## ASSIGNMENT
Please copy each line from the entries that contains the string "help".
(GIVEN INFORMATION begins)
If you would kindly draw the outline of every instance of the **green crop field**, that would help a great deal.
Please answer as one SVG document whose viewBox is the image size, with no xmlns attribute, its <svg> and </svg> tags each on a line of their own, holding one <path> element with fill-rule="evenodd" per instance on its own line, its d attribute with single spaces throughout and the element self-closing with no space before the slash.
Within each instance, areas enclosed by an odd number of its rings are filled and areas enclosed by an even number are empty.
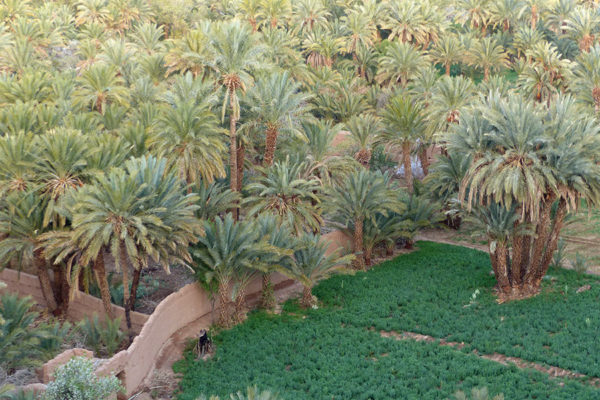
<svg viewBox="0 0 600 400">
<path fill-rule="evenodd" d="M 506 399 L 600 399 L 585 383 L 472 354 L 498 352 L 600 376 L 600 281 L 551 270 L 541 295 L 497 304 L 489 271 L 485 253 L 419 242 L 417 251 L 368 272 L 322 282 L 318 310 L 288 304 L 281 316 L 253 314 L 216 337 L 210 361 L 188 354 L 176 365 L 183 373 L 178 398 L 256 384 L 285 399 L 446 399 L 481 386 Z M 576 293 L 586 284 L 590 290 Z M 466 346 L 396 341 L 381 330 Z"/>
</svg>

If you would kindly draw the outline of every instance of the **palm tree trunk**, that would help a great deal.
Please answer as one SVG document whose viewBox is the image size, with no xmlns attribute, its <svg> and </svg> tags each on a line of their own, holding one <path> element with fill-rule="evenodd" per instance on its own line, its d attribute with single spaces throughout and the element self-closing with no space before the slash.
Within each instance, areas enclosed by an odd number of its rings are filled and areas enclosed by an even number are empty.
<svg viewBox="0 0 600 400">
<path fill-rule="evenodd" d="M 264 165 L 269 167 L 273 165 L 273 160 L 275 159 L 275 147 L 277 146 L 277 135 L 279 135 L 279 131 L 275 126 L 268 126 L 266 134 L 267 140 L 265 143 Z"/>
<path fill-rule="evenodd" d="M 271 310 L 275 307 L 275 294 L 273 293 L 273 284 L 269 273 L 264 273 L 262 276 L 260 306 L 265 310 Z"/>
<path fill-rule="evenodd" d="M 419 161 L 421 161 L 421 168 L 423 168 L 423 175 L 429 175 L 429 157 L 427 156 L 427 147 L 422 146 L 419 149 Z"/>
<path fill-rule="evenodd" d="M 52 290 L 52 282 L 50 281 L 50 275 L 48 274 L 46 259 L 42 256 L 41 250 L 35 251 L 35 267 L 42 288 L 42 294 L 44 295 L 44 300 L 46 300 L 46 306 L 48 307 L 48 310 L 54 312 L 56 310 L 56 298 L 54 297 L 54 291 Z"/>
<path fill-rule="evenodd" d="M 484 67 L 483 68 L 483 80 L 484 81 L 488 81 L 490 79 L 490 67 Z"/>
<path fill-rule="evenodd" d="M 498 275 L 496 280 L 502 292 L 508 294 L 511 292 L 510 281 L 508 280 L 508 247 L 506 243 L 498 242 L 496 245 L 496 262 Z"/>
<path fill-rule="evenodd" d="M 552 213 L 552 204 L 556 199 L 556 195 L 551 193 L 544 200 L 542 209 L 540 211 L 540 219 L 536 227 L 536 238 L 533 241 L 533 254 L 531 256 L 530 268 L 525 275 L 525 280 L 531 282 L 532 277 L 537 274 L 541 268 L 542 256 L 544 248 L 548 243 L 548 235 L 550 234 L 551 220 L 550 216 Z"/>
<path fill-rule="evenodd" d="M 219 282 L 219 325 L 229 326 L 229 285 Z"/>
<path fill-rule="evenodd" d="M 373 246 L 372 245 L 365 246 L 365 265 L 367 267 L 371 266 L 372 258 L 373 258 Z"/>
<path fill-rule="evenodd" d="M 408 192 L 413 191 L 413 174 L 412 166 L 410 163 L 410 142 L 405 141 L 402 143 L 402 160 L 404 163 L 404 178 L 406 179 L 406 185 L 408 186 Z"/>
<path fill-rule="evenodd" d="M 302 288 L 302 300 L 300 304 L 304 308 L 311 308 L 313 306 L 312 289 L 309 286 L 304 285 Z"/>
<path fill-rule="evenodd" d="M 233 100 L 232 100 L 233 102 Z M 237 164 L 237 132 L 236 123 L 233 111 L 233 103 L 231 104 L 231 115 L 229 117 L 229 188 L 234 192 L 237 192 L 238 185 L 238 164 Z M 238 219 L 238 208 L 237 206 L 231 210 L 233 218 L 237 221 Z"/>
<path fill-rule="evenodd" d="M 235 322 L 242 322 L 244 315 L 244 306 L 246 304 L 246 289 L 240 288 L 235 298 Z"/>
<path fill-rule="evenodd" d="M 446 63 L 445 67 L 446 67 L 446 76 L 450 76 L 450 63 Z"/>
<path fill-rule="evenodd" d="M 135 311 L 135 301 L 137 299 L 137 290 L 140 286 L 140 278 L 142 276 L 142 267 L 135 268 L 133 270 L 133 280 L 131 282 L 131 292 L 129 298 L 131 299 L 131 311 Z"/>
<path fill-rule="evenodd" d="M 246 145 L 240 143 L 237 149 L 237 191 L 242 191 L 242 182 L 244 180 L 244 159 L 246 157 Z"/>
<path fill-rule="evenodd" d="M 560 235 L 560 231 L 563 227 L 563 223 L 565 221 L 565 217 L 567 216 L 567 202 L 564 199 L 560 199 L 558 203 L 558 209 L 556 210 L 556 216 L 554 217 L 554 224 L 552 225 L 552 231 L 548 236 L 546 242 L 546 251 L 542 256 L 542 260 L 540 262 L 539 268 L 537 268 L 535 276 L 531 277 L 530 280 L 527 280 L 525 277 L 525 283 L 531 285 L 533 289 L 537 289 L 540 287 L 542 282 L 542 278 L 546 275 L 548 271 L 548 267 L 550 266 L 550 262 L 552 262 L 552 256 L 556 251 L 556 247 L 558 245 L 558 237 Z"/>
<path fill-rule="evenodd" d="M 354 268 L 364 269 L 364 255 L 363 255 L 363 224 L 364 221 L 361 217 L 354 220 Z"/>
<path fill-rule="evenodd" d="M 125 308 L 125 321 L 127 322 L 127 335 L 129 343 L 133 342 L 133 332 L 131 331 L 131 298 L 129 297 L 129 263 L 127 262 L 127 253 L 125 243 L 121 242 L 121 273 L 123 274 L 123 307 Z"/>
<path fill-rule="evenodd" d="M 519 221 L 515 222 L 515 231 L 519 229 Z M 523 286 L 523 269 L 527 269 L 526 265 L 523 265 L 523 260 L 526 259 L 523 255 L 524 243 L 526 238 L 522 235 L 516 234 L 513 236 L 513 256 L 511 265 L 511 282 L 513 288 L 521 288 Z"/>
<path fill-rule="evenodd" d="M 110 319 L 114 319 L 112 302 L 110 299 L 110 289 L 108 286 L 108 279 L 106 278 L 106 269 L 104 267 L 104 250 L 101 250 L 94 261 L 94 275 L 96 276 L 96 282 L 100 288 L 100 297 L 102 298 L 102 305 L 104 306 L 104 312 Z"/>
</svg>

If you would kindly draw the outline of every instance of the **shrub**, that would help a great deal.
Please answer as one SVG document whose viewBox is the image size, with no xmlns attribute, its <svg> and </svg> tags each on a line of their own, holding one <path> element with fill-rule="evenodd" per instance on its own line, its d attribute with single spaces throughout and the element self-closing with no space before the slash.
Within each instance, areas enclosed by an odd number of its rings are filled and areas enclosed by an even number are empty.
<svg viewBox="0 0 600 400">
<path fill-rule="evenodd" d="M 456 400 L 504 400 L 504 395 L 499 394 L 494 397 L 490 397 L 486 387 L 478 389 L 471 389 L 471 396 L 467 396 L 464 392 L 458 391 L 454 394 Z"/>
<path fill-rule="evenodd" d="M 8 372 L 39 365 L 53 355 L 56 343 L 61 340 L 48 325 L 33 326 L 38 313 L 32 307 L 29 297 L 0 296 L 0 368 Z"/>
<path fill-rule="evenodd" d="M 575 254 L 575 260 L 571 261 L 571 264 L 578 274 L 585 274 L 588 269 L 587 258 L 579 252 Z"/>
<path fill-rule="evenodd" d="M 563 266 L 566 258 L 566 249 L 567 242 L 563 238 L 558 239 L 558 245 L 556 246 L 556 251 L 552 255 L 552 266 L 556 268 L 560 268 Z"/>
<path fill-rule="evenodd" d="M 111 356 L 125 339 L 125 334 L 120 329 L 121 319 L 107 318 L 104 323 L 98 319 L 98 314 L 92 318 L 86 317 L 79 323 L 79 329 L 84 336 L 85 345 L 91 348 L 95 354 Z"/>
<path fill-rule="evenodd" d="M 92 361 L 83 357 L 72 358 L 58 368 L 54 378 L 48 384 L 44 400 L 106 399 L 122 390 L 116 377 L 97 377 Z"/>
<path fill-rule="evenodd" d="M 249 386 L 246 389 L 246 393 L 237 392 L 235 394 L 230 394 L 228 396 L 231 400 L 280 400 L 281 397 L 277 393 L 273 393 L 271 391 L 265 390 L 264 392 L 259 392 L 256 386 Z M 206 397 L 206 395 L 201 395 L 196 400 L 220 400 L 219 396 L 210 396 Z"/>
<path fill-rule="evenodd" d="M 0 400 L 37 400 L 39 397 L 34 392 L 27 392 L 24 390 L 9 391 L 2 393 L 0 389 Z"/>
</svg>

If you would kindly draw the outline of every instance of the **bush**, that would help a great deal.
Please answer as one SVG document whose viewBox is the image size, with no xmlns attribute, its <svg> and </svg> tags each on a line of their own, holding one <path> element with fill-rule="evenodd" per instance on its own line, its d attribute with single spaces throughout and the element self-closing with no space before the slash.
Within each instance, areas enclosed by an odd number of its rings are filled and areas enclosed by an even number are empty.
<svg viewBox="0 0 600 400">
<path fill-rule="evenodd" d="M 85 345 L 96 355 L 112 356 L 121 347 L 125 334 L 120 329 L 121 319 L 107 318 L 104 323 L 98 319 L 98 314 L 92 318 L 86 317 L 79 323 L 79 329 L 84 336 Z"/>
<path fill-rule="evenodd" d="M 29 297 L 0 296 L 0 368 L 11 372 L 19 367 L 39 365 L 60 347 L 62 328 L 42 324 L 33 326 L 38 313 L 32 311 Z"/>
<path fill-rule="evenodd" d="M 458 391 L 454 394 L 456 400 L 504 400 L 504 395 L 499 394 L 491 397 L 486 387 L 471 389 L 471 397 L 467 396 L 463 391 Z"/>
<path fill-rule="evenodd" d="M 246 393 L 237 392 L 228 396 L 231 400 L 280 400 L 281 397 L 277 393 L 272 393 L 268 390 L 259 392 L 256 386 L 249 386 L 246 389 Z M 219 396 L 201 395 L 196 400 L 220 400 Z"/>
<path fill-rule="evenodd" d="M 121 390 L 121 382 L 116 377 L 99 378 L 91 360 L 75 357 L 56 370 L 44 400 L 99 400 Z"/>
</svg>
(GIVEN INFORMATION ends)
## EXERCISE RESULT
If you would kindly draw the outline of every instance of the **green crop field**, that would help a great deal.
If you would kindly draw the outline of every instance of the **palm tree trunk**, that would help a great deal.
If you would kindly draw the outline of every instance of the **shrub**, that would help a great deal.
If you would kindly draw the outline of every instance of the **bush**, that would help a great deal.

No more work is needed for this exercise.